Сии последние, исключая столь важных случаев, не знали, как отворяются в нее двери.

Сколь ни молод я был, но в первую зиму пребывания моего в Петербурге мог я увидеть, что в нем только две дороги — общество и служба — выводят молодых людей из безвестности, в коей погрязают из них девять десятых. Самые успехи в русской литературе, коею так мало тогда занимались, если они не были чрезвычайные, не могли спасти от забвения.

Высокое общество не совсем похоже было на нынешнее. Оно было не столько еще снимок с прежнего парижского, сколько копия с венского. Там венгерские магнаты, на собственном содержании имеющие войска, там немецкие князья, из коих многие пользуются правами, присвоенными владетельным государям, имперские графы, фамилии коих обладают несколькими майоратами, польские, богемские и итальянские роды, соединяющие древность происхождений с огромными богатствами. Из них составилась плотная масса, совершенно отделенная от других сословий, заимствующая часть блеска своего от императора и его двора, но самостоятельная, совершенно от них независимая. Кому известна Россия, тот знает, на каком зыбком основании поставлена наша так называемая аристократия. Казалось, подражание тут дело невозможное; однако же оно отчасти удалось: мы где что подметим, то хотя на время, а уже верно искусно переймем.

Богатые фортуны не были еще разделены между потомками, не были еще враздробь промотаны. Они принадлежали по большей части людям, коим титул и высокий чин давали хотя иногда новую, но настоящую знатность. Камергерство четвертого класса и камер-юнкерство пятого сыновьям их, одним в двадцать пять, другим в восемнадцать лет, открывали рано дорогу к почестям. Унизительная, убийственная обязанность переписывать в канцеляриях бумаги для них не существовала. Предшественники Екатерины, как и она сама, как и сын ее, возводя кого-нибудь на высокую степень, давали ему средства не только поддержать блеск даруемого ему титула, но даже разливать его на своих потомков. Все было в гармонии, пока неосмотрительная щедрость Павла Первого не повысила чинами людей, коих всех не в состоянии был он обогатить.

В таком положении не совсем было трудно усастой княгине Голицыной, с умом, с твердым характером, без всяких женских слабостей, сделаться законодательницей и составить нечто похожее на аристократию западных государств[viii]. К тому же в ней самой оставалось еще довольно много русского, чтобы переход к новым идеям не был столь ощутителен.

К чести сего общества, коего и поныне сохранилось еще несколько образчиков, должно сказать, что оно отличалось чрезвычайною учтивостью, то есть ласковою, нимало не церемонною, строго соблюдаемою взаимною внимательностью. Холодная же учтивость, без малейшего вида пренебрежения, служила ему защитой от вторжений в его собрания таких людей, коих почитало оно того недостойными. Оно вынуждено было при Павле поставить главным своим догматом, что чины суть ничто: предпочтение, сделанное тогдашнему генералитету, скоро обратило бы его в кабак. Беда только в том, что французский язык был также первым его условием и сделал его доступным людям, коих не следовало бы в нем видеть: всякого рода иностранцам, аферистам, даже актерам.

========================

### Задания для выполнения
A) Ответьте по фрагменту о высшем обществе Петербурга на вопросы:
(i) Какие две дороги выводят молодых людей из безвестности?
(ii) С какого общества высокое общество было скорее копией, чем снимком с парижского?
(iii) Чья неосмотрительная щедрость повысила чинами людей, которых он не мог обогатить?
B) Обновите фрагмент о высшем обществе Петербурга: перепишите его от «К чести сего» до «аферистам, даже актерам.», поставив «немецкий язык» вместо «французский язык».

========================

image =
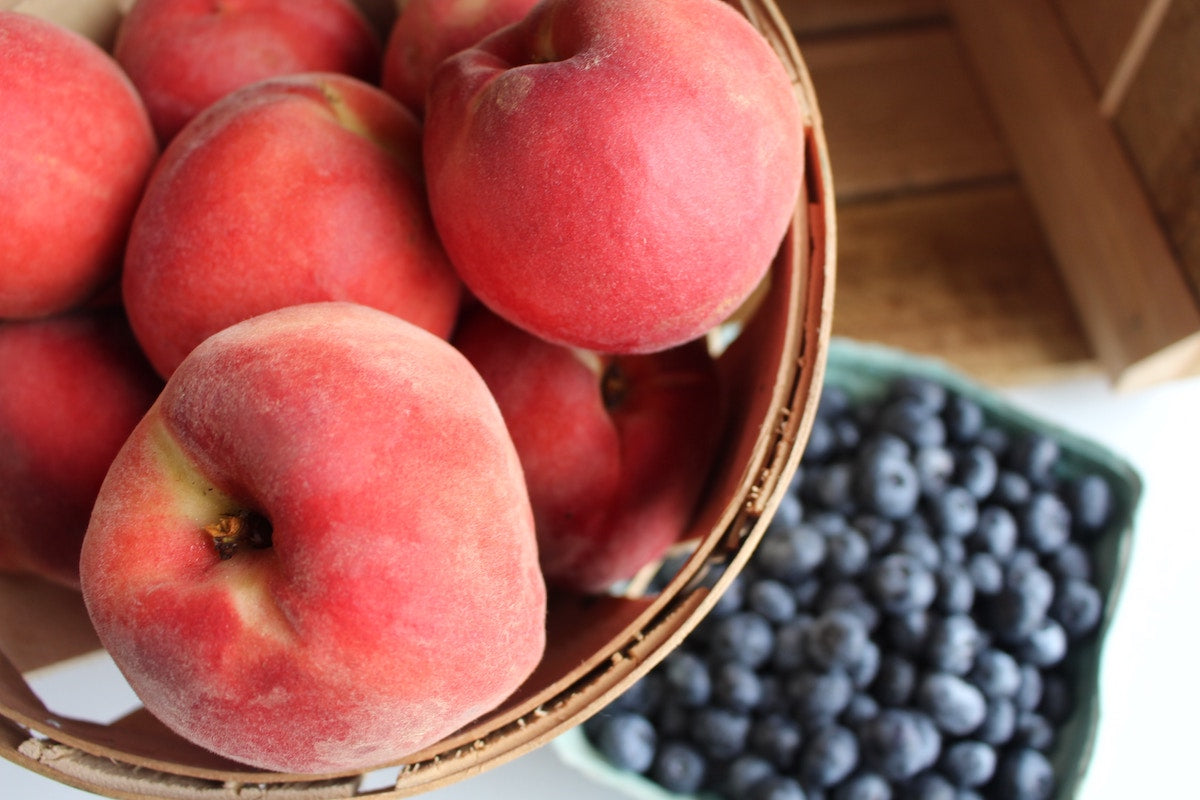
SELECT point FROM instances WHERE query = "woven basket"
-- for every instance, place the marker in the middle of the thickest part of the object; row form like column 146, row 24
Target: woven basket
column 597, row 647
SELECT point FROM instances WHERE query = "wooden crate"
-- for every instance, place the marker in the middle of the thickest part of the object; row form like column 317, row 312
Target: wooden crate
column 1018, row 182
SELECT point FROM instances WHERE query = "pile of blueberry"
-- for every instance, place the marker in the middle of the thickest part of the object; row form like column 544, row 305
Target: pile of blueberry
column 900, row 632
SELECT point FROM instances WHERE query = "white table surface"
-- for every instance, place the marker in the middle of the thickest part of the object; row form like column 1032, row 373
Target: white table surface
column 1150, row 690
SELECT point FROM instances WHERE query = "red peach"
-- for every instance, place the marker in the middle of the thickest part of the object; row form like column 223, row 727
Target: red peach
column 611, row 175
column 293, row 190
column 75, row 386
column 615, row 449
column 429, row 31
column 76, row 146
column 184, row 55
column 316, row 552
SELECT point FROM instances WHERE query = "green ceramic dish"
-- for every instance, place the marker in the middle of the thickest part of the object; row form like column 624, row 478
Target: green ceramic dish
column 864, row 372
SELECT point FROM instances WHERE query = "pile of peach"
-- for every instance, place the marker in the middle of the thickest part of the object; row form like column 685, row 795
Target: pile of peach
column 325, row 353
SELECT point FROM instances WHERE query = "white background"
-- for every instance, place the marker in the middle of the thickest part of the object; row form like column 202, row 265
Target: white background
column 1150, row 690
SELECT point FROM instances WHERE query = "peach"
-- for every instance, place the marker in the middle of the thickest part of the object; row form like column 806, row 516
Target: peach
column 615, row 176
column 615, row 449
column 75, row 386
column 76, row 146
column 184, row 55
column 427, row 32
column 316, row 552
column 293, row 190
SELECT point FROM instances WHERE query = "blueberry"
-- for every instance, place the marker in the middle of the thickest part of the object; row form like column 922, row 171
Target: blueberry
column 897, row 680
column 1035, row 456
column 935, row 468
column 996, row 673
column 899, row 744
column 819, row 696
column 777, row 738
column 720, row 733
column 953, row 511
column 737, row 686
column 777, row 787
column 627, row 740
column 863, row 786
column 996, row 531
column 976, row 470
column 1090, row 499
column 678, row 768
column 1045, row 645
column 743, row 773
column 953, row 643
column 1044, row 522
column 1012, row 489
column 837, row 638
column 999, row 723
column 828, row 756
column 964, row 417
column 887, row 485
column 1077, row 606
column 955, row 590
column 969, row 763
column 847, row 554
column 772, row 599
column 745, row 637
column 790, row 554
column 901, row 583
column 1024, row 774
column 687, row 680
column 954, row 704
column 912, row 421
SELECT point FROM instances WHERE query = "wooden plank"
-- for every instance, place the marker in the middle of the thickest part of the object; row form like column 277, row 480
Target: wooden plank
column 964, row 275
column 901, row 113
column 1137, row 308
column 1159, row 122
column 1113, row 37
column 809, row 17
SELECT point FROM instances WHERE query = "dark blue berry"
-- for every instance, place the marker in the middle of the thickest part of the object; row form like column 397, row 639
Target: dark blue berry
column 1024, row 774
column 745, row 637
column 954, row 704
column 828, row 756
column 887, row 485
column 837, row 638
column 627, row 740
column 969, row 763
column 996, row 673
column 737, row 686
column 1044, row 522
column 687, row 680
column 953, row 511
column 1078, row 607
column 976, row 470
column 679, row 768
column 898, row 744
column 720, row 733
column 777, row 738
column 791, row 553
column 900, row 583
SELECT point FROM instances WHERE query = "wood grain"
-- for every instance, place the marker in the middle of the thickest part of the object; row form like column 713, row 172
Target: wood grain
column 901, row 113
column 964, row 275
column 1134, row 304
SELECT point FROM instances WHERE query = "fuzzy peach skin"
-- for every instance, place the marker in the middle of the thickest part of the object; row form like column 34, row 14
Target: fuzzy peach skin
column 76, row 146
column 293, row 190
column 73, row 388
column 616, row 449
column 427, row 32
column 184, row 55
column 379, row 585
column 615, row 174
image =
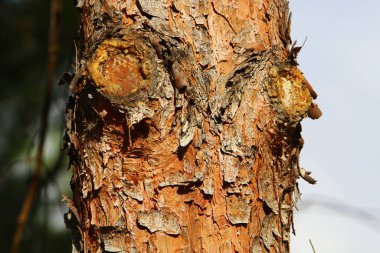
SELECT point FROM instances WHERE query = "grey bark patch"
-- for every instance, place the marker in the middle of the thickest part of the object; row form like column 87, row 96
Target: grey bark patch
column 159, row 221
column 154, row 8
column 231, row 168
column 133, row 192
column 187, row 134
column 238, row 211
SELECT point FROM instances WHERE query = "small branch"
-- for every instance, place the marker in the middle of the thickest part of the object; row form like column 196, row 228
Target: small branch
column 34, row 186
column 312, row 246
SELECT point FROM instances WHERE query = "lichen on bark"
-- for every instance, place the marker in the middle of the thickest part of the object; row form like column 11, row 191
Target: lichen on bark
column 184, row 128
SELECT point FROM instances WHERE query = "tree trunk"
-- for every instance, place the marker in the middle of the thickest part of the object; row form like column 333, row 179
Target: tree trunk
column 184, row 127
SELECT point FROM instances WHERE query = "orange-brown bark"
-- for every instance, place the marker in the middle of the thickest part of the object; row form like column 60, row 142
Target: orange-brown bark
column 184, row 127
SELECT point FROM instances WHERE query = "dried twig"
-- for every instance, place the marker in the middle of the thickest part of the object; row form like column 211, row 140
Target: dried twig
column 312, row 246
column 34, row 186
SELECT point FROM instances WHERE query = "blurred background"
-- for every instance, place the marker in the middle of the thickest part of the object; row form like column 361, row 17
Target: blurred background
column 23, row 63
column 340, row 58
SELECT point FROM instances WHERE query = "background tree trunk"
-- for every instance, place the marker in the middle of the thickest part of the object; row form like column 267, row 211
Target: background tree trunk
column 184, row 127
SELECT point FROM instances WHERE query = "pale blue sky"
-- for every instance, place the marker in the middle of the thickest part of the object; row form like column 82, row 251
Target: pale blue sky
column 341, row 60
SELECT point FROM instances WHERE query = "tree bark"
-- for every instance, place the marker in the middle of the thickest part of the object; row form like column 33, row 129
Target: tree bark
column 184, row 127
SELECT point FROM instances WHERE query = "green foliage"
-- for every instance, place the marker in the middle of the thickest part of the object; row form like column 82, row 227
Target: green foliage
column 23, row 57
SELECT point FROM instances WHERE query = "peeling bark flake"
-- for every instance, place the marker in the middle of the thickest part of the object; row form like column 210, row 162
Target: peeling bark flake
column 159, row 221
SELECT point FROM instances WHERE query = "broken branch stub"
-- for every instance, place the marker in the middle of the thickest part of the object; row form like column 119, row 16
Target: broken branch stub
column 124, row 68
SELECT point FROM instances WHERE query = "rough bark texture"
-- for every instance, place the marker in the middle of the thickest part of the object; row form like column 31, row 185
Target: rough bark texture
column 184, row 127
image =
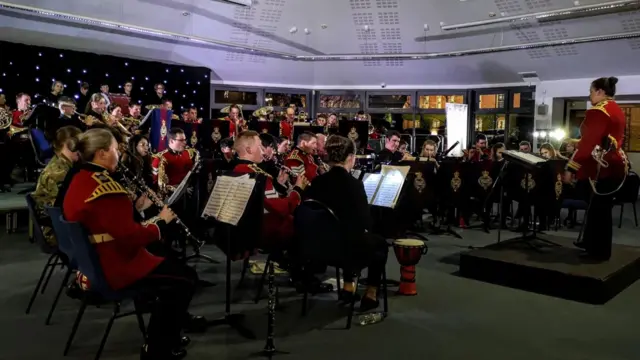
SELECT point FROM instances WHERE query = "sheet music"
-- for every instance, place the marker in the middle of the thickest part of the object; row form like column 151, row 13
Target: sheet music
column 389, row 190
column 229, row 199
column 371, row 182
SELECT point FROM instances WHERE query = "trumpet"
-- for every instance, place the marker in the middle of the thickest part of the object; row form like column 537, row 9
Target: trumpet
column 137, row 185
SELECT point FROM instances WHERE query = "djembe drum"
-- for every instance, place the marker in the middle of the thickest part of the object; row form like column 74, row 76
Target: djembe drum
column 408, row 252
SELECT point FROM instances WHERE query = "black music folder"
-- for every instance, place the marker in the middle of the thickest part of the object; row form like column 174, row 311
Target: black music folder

========================

### Разобранные решения
A)
(i) Из безвестности молодых людей выводят общество и служба.
(ii) Высокое общество было скорее копией с венского.
(iii) Это была неосмотрительная щедрость Павла Первого.

B)
К чести сего общества, коего и поныне сохранилось еще несколько образчиков, должно сказать, что оно отличалось чрезвычайною учтивостью, то есть ласковою, нимало не церемонною, строго соблюдаемою взаимною внимательностью. Холодная же учтивость, без малейшего вида пренебрежения, служила ему защитой от вторжений в его собрания таких людей, коих почитало оно того недостойными. Оно вынуждено было при Павле поставить главным своим догматом, что чины суть ничто: предпочтение, сделанное тогдашнему генералитету, скоро обратило бы его в кабак. Беда только в том, что немецкий язык был также первым его условием и сделал его доступным людям, коих не следовало бы в нем видеть: всякого рода иностранцам, аферистам, даже актерам.